* BEGIN Given information *
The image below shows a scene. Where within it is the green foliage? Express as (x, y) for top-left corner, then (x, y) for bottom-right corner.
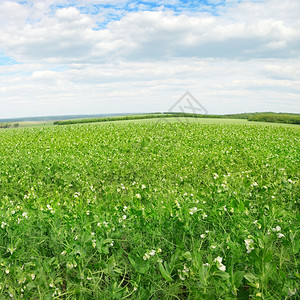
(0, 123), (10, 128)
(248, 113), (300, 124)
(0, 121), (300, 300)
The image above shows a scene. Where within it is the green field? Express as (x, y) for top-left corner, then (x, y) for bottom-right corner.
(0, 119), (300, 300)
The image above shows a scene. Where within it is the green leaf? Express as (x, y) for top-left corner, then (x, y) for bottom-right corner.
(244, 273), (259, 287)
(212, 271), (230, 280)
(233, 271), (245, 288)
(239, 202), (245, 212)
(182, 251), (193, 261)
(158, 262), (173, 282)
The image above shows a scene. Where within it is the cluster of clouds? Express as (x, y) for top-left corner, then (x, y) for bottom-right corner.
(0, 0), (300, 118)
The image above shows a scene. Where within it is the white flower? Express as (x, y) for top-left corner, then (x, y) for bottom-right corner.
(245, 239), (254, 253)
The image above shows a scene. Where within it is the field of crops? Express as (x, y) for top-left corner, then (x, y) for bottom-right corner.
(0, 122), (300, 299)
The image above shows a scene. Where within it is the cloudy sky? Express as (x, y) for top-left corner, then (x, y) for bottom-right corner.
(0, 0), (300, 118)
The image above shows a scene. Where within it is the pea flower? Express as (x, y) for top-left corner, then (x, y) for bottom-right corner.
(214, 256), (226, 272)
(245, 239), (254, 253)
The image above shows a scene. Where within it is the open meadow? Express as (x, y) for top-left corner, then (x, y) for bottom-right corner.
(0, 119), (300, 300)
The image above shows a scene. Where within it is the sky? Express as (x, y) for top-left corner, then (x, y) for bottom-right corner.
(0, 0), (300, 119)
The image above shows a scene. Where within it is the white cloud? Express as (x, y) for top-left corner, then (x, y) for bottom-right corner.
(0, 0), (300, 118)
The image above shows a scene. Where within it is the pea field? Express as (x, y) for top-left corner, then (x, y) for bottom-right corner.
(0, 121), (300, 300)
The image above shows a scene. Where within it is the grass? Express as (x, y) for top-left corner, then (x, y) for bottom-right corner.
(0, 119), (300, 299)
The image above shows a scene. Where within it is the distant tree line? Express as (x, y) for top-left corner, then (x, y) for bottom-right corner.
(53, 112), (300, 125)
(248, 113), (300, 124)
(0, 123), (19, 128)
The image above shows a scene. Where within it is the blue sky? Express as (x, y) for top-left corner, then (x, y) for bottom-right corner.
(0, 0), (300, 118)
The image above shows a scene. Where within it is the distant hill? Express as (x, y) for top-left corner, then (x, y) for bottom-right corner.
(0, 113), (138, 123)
* END Given information *
* BEGIN Given information *
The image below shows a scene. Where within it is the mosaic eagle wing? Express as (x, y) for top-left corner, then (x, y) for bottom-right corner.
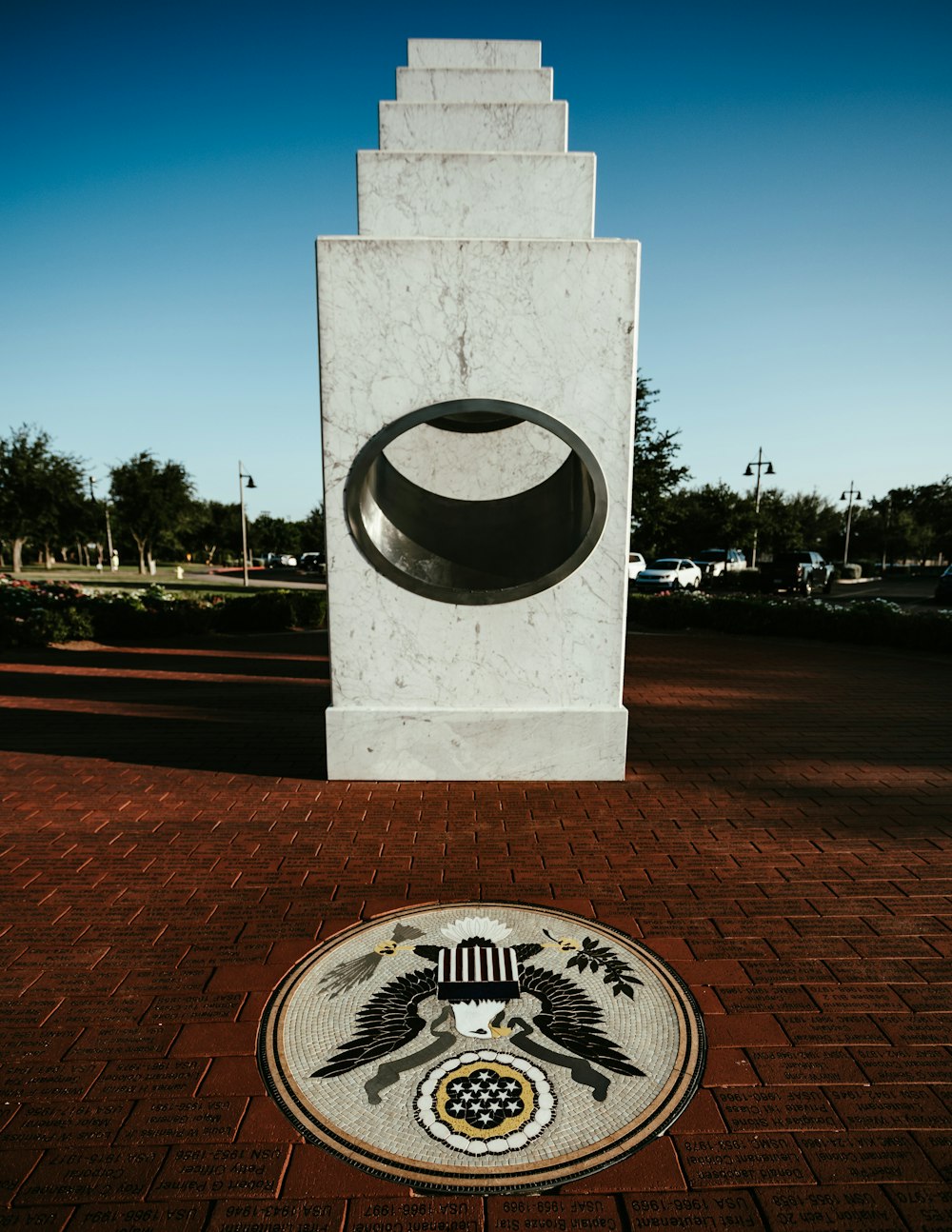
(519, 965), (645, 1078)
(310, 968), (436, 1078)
* END Given information *
* BEGIN Given information *
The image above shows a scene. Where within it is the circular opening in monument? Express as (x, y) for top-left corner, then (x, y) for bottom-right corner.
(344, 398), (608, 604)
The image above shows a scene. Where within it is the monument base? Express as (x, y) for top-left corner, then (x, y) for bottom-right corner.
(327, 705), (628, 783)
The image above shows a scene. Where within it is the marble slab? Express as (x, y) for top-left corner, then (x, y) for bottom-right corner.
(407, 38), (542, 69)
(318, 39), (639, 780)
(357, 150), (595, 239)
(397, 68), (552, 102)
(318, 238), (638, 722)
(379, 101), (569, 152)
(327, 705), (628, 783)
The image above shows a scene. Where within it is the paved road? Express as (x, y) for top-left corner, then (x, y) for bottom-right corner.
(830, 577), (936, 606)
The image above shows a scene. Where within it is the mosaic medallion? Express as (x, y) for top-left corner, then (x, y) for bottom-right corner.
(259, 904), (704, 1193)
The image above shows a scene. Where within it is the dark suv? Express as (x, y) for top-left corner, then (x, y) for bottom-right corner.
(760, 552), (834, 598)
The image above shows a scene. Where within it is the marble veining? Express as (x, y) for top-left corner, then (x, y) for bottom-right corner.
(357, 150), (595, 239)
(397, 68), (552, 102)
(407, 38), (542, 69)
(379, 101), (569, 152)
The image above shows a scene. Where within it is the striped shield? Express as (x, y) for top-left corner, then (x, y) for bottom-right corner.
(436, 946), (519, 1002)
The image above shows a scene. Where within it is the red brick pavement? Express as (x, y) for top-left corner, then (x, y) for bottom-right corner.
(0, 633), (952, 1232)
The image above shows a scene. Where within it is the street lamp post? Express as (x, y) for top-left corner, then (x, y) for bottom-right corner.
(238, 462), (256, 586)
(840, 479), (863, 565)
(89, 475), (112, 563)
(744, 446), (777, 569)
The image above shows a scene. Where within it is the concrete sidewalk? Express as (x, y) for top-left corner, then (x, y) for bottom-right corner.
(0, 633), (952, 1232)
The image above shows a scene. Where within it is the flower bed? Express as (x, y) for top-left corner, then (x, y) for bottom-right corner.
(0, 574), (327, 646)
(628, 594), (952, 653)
* END Given information *
- [Task to carry out] Reproduce the records starting at the line that contains "is the dark" and ending at the line that contains "(436, 946), (519, 1002)", with both of those lines included.

- [Complete answer]
The image above shows a scene. Where within it is the dark suv? Express as (x, y) for top-left corner, then (x, y) for bottom-right corner.
(760, 552), (834, 598)
The image above shows a scene. Where within it is the marble veining? Express as (x, y) for top-left corner, then (x, y) for bottom-right corner.
(357, 150), (595, 239)
(397, 68), (552, 102)
(407, 38), (542, 69)
(379, 101), (569, 152)
The image above shows a scene. Where within it is the striped shield? Express as (x, y) for top-left corner, then (x, y) for bottom-right corner.
(436, 946), (519, 1002)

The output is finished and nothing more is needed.